Task requirements » Find the line that contains "Reviewer note. Check that every instance of the dark". Copy it and every line after it to the end of the material below, exactly, with no pictures.

Input records »

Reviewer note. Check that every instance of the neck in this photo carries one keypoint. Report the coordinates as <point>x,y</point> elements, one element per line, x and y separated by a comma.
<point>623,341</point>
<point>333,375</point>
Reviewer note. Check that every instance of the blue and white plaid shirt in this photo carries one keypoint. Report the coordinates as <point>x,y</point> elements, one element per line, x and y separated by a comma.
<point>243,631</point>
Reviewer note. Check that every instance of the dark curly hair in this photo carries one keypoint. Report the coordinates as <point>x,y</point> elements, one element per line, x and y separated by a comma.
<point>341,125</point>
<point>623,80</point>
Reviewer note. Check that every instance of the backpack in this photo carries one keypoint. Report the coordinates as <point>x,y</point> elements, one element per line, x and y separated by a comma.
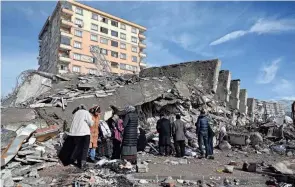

Output of the task »
Reviewer note. Check that every instance of the dark curly hair in this photo carries one keypoint. Report the coordinates as <point>x,y</point> elements, one element per line, x and y separated by a comma.
<point>341,125</point>
<point>623,80</point>
Reviewer note. Check that every instance of the backpack in this photo carries one keypoint. Report the coordinates as <point>x,y</point> elements, one element per line, x and y separated by a comma.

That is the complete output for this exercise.